WHAT IS NEEDED: Could you reproduce every one of the rows below character for character, leaving nothing out and changing nothing?

GIVEN INFORMATION:
Start
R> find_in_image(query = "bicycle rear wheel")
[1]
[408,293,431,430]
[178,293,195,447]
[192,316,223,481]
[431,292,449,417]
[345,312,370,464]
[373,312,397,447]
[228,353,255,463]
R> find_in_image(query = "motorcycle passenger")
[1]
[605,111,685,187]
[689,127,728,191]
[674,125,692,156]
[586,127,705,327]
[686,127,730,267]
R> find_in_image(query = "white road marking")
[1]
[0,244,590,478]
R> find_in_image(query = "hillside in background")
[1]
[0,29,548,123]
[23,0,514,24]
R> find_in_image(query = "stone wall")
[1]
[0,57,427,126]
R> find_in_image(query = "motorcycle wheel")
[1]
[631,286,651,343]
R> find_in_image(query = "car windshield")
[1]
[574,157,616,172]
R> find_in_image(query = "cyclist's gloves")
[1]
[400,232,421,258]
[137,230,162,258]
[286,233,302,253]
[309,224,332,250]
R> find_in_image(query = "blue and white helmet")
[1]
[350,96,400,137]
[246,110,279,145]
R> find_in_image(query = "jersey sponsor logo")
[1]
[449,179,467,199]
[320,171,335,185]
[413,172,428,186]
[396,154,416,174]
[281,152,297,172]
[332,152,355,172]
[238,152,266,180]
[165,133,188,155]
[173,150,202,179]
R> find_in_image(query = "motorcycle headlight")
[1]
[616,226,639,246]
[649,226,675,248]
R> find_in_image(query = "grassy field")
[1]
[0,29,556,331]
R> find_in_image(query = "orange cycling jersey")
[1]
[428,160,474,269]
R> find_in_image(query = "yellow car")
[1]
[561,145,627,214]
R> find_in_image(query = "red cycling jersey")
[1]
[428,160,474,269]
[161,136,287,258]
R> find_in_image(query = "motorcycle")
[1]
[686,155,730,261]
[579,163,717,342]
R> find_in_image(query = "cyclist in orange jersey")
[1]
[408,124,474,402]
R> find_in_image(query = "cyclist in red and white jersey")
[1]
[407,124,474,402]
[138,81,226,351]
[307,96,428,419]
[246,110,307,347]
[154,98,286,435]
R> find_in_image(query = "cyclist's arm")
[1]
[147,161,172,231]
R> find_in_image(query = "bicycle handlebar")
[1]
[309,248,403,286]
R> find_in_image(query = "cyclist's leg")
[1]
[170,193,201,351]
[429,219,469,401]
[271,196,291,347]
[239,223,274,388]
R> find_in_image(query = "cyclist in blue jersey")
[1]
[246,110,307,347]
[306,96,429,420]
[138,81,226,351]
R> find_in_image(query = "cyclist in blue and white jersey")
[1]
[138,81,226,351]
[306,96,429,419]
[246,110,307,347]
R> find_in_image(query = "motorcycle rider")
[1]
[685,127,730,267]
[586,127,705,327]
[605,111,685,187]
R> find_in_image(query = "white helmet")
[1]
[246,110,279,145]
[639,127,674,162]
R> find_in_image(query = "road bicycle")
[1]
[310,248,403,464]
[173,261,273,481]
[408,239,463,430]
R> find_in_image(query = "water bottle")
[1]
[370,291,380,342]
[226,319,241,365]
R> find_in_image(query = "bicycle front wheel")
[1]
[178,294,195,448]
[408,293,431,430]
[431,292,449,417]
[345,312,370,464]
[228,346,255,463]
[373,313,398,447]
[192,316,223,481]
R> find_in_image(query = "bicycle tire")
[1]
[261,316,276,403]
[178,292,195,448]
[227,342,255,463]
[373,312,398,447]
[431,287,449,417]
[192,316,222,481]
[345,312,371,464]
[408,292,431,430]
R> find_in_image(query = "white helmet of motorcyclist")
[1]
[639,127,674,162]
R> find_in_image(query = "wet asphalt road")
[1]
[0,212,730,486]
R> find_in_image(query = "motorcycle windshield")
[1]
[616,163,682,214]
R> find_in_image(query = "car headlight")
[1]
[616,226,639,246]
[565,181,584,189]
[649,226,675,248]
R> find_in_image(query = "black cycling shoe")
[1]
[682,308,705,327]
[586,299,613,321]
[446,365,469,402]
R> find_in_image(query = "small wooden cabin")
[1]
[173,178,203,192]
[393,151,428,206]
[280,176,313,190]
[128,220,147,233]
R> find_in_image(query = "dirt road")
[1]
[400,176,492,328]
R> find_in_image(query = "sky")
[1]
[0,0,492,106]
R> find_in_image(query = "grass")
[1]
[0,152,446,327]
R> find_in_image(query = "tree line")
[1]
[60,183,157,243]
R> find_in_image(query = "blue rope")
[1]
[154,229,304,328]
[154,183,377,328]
End
CORRECT RESPONSE:
R> find_in_image(query = "bicycle rear wheel")
[1]
[408,293,431,430]
[178,293,195,447]
[192,316,223,481]
[431,292,449,417]
[345,312,370,464]
[373,312,397,447]
[228,353,255,463]
R> find_in_image(query = "motorcycle passenger")
[1]
[605,111,685,187]
[689,127,728,191]
[674,125,692,156]
[586,127,705,327]
[686,127,730,267]
R> find_in_image(query = "white road marking")
[1]
[0,244,590,478]
R> find_in_image(query = "hillside in background")
[1]
[0,29,548,123]
[23,0,514,24]
R> find_in_image(query = "stone wall")
[1]
[0,57,427,126]
R> find_in_image(query = "motorcycle wheel")
[1]
[631,286,651,343]
R> find_in_image(query = "car windshield")
[1]
[574,157,616,172]
R> find_in_image(query = "cyclist's gloves")
[1]
[400,232,421,258]
[137,230,162,258]
[286,233,302,253]
[309,224,332,250]
R> find_in_image(query = "blue and white helmet")
[1]
[350,96,400,137]
[246,110,279,145]
R> find_in_image(query = "jersey sponsor logo")
[1]
[449,179,467,199]
[320,171,335,185]
[413,172,428,186]
[396,154,416,174]
[281,152,297,172]
[332,152,355,172]
[238,152,266,180]
[165,133,188,155]
[173,150,202,179]
R> find_in_image(query = "motorcycle headlight")
[1]
[616,226,639,246]
[649,226,675,248]
R> find_in_image(query = "grassy field")
[1]
[0,29,556,331]
R> find_in_image(query = "orange cycling jersey")
[1]
[428,160,474,269]
R> find_in_image(query = "yellow car")
[1]
[561,145,627,214]
R> find_in_image(query = "red cycling jersey")
[1]
[428,160,474,269]
[161,136,287,258]
R> find_in_image(query = "motorcycle")
[1]
[686,155,730,261]
[579,163,717,342]
R> find_in_image(query = "cyclist in orange jersey")
[1]
[408,124,474,402]
R> find_in_image(query = "cyclist in red and white jersey")
[1]
[407,124,474,402]
[138,81,226,351]
[307,96,428,419]
[246,110,307,347]
[154,98,286,435]
R> find_in_image(query = "cyclist's arm")
[1]
[147,161,172,231]
R> find_in_image(query = "bicycle handlebar")
[1]
[309,248,403,286]
R> find_in_image(query = "cyclist's leg")
[1]
[170,193,201,351]
[429,219,469,401]
[271,196,291,347]
[239,223,274,388]
R> find_in_image(query = "cyclist in blue jersey")
[1]
[246,110,307,347]
[306,96,429,420]
[138,81,226,351]
R> find_in_image(query = "cyclist in blue and white jersey")
[1]
[138,81,226,351]
[306,96,429,419]
[246,110,307,347]
R> find_in_image(query = "motorcycle rider")
[1]
[685,127,730,267]
[586,127,705,327]
[605,111,685,187]
R> find_in_image(query = "white helmet")
[1]
[246,110,279,145]
[639,127,674,162]
R> find_in_image(query = "road bicycle")
[1]
[310,248,403,464]
[173,261,273,481]
[408,239,463,430]
R> find_in_image(query = "water bottle")
[1]
[370,291,380,342]
[226,319,241,365]
R> find_in_image(query = "bicycle front wheel")
[1]
[178,294,195,448]
[408,293,431,430]
[431,292,449,417]
[345,312,370,464]
[228,346,255,463]
[373,313,398,447]
[192,316,223,481]
R> find_in_image(query = "bicycle tire")
[1]
[261,316,276,403]
[178,292,195,448]
[227,342,255,463]
[373,312,398,447]
[431,287,449,417]
[192,316,222,481]
[345,312,371,464]
[408,292,431,430]
R> find_in_image(query = "white helmet of motorcyclist")
[1]
[639,127,674,162]
R> find_in_image(query = "wet asphalt road")
[1]
[0,212,730,486]
R> find_in_image(query = "motorcycle windshield")
[1]
[616,163,682,214]
R> find_in_image(query = "car headlight")
[1]
[616,226,639,246]
[565,181,584,189]
[649,226,675,248]
R> find_in_image(query = "black cycling shoe")
[1]
[682,308,705,327]
[586,299,613,321]
[446,365,469,402]
R> find_in_image(query = "small wooden cabin")
[1]
[173,178,203,192]
[393,151,428,206]
[280,176,313,190]
[128,220,147,233]
R> find_in_image(query = "dirt road")
[1]
[400,176,492,328]
R> find_in_image(query = "sky")
[1]
[0,0,492,106]
R> find_in_image(query = "grass")
[1]
[0,152,446,327]
R> find_in_image(query = "tree line")
[1]
[60,183,157,243]
R> find_in_image(query = "blue rope")
[1]
[154,229,304,328]
[154,183,377,328]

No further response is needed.